• ФРАГМЕНТ ТЕКСТА:

——

А Сен-Дизье и правда предлагал мне дружескую попойку…
Правда, её же предлагал мне граф Страссбургский (в дальнейшем
– просто Страсбур, так как эта личность в дальнейшем
будет играть очень важную роль, и станет ключевой для
многих планов, да и в конце будут два варианта его жизни,
точнее, смерти: первый – смерть от мастерской руки,
второй – благополучное спасение от костра мною, с помощью
племянника Страсбура. Пусть он не обижается, потому
как его я считаю самым лучшим игроком данной игрушки).
Но Страсбур так активно зазывал меня поохотиться в своих
землях, прельщал идеями о праздниках, о которых не узнает
мой отец, и предлагал уехать сразу же, не дожидаясь
конца траура по старому герцогу&архиепископу, что
я сразу понял, что дело здесь нечисто. И сразу же понял,
что со мной хотят сделать – пригласить, поженить на
Лоре, дочке Страсбура, а потом тихо-мирно прибить… Потом
оказалось, что это всё вполне могло бы быть правдой
– подобный план в конце проворачивался с младшим Эпиналем,
то есть проворачиваться он должен был с самого начала,
но первый младший Эпиналь не проникся идеей и избегал
бедняжку Лору как мог, и удача была с нами лишь когда
в самом конце все Эпинали сменились… Вот такие замыслы
строились на игре! Приятно, правда? Поэтому я пообещал
Страсбуру подумать над его идеей, и точно также ответил
и барону де Сен-Дизье. А деньги меж тем достать было
надо. Ну я пошел говорить со своей сестрой – от нее
и узнал, что наш известный лекарь метр Габриель (попрошу
не путать с Габриеллой – метр очень даже lawful good’ный,
т.е. хороший) – алхимик не из последних! Узнав, что
золото из свинца получить – раз плюнуть, я пошел уговаривать
мэтра немного поплеваться.

——

• ФРАГМЕНТЫ НАБОРА ДАННЫХ:
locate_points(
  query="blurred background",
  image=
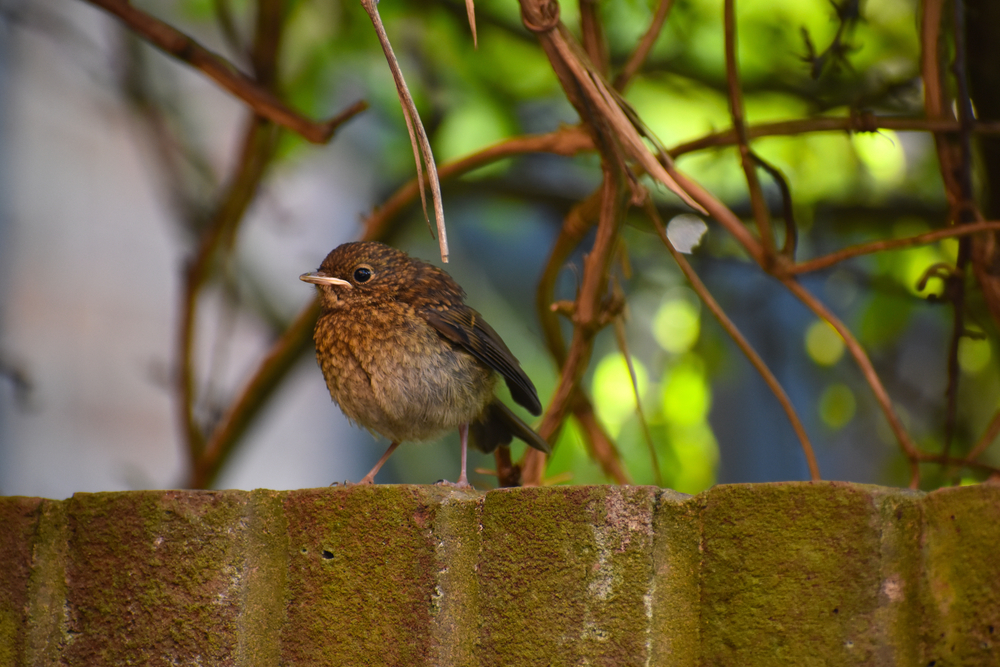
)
(114, 156)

——

• СУТЬ ЗАДАНИЯ: Продолжите отчет об игре, начиная сразу после его последнего предложения.

• ПИСЬМЕННЫЙ ОТВЕТ:
Подхожу и говорю: ”Слухи о вашем искусстве ходят далеко
за пределами нашего герцогства!”. Он мне: ”Да, все очень
ценят мои лекарские познания”. Я: ”Да я не об этом,
я о том, что слухи о вашем искусстве ходят далеко за
пределами нашего герцогства!”. А он: ”Разумеется, я
делаю все возможное для спасения жизней людей”. Ну,
я опять: ”Я не о том, что вы лекарь, а о другом, о том,
что слухи о вашем искусстве ходят далеко за пределами
нашего герцогства!”… Короче, ничего мне не ответила
золотая рыбка, уплыла себе в синее море и забыла о нашем
разговоре. А что же мне еще оставалось делать? Пришлось
снова ходить, ко всем приставать. И вот, наконец, удача
мне улыбнулась – согнали нас в церковь на очередную
церемонию (пока что наши церковники еще по тюрьмам не
сидели и не оглашали древние своды своими дикими криками),
меня лично герцогиня за руку притащила. Все рассаживаются,
епископы наши молитвы повторяют, епископ Мишель крестом
машет – сразу видно воинствующего клирика (war priest),
никто никого втихаря не режет, идиллия, в общем. И тут
мимо меня проходит советник Шарля, некий Рене. Я его
подзываю и вежливо интересуюсь, как это мне получше
увеличить свои деньги, ведь он советник, значит, умный
– отец дураков не держит, вот пусть и посоветует мне.
И в ответ слышу такое, от чего уши вянут быстрее, чем
комнатные цветы, оставленные в пустыне под палящим солнцем,
– Рене отвечает, что абсолютно не в курсе, как мне помочь.
После долгого разговора мне все-таки удалось выдавить
из него хоть какой-то совет, хотя сделать это было труднее,
чем выдавливать канарейку в чай вместо лимона.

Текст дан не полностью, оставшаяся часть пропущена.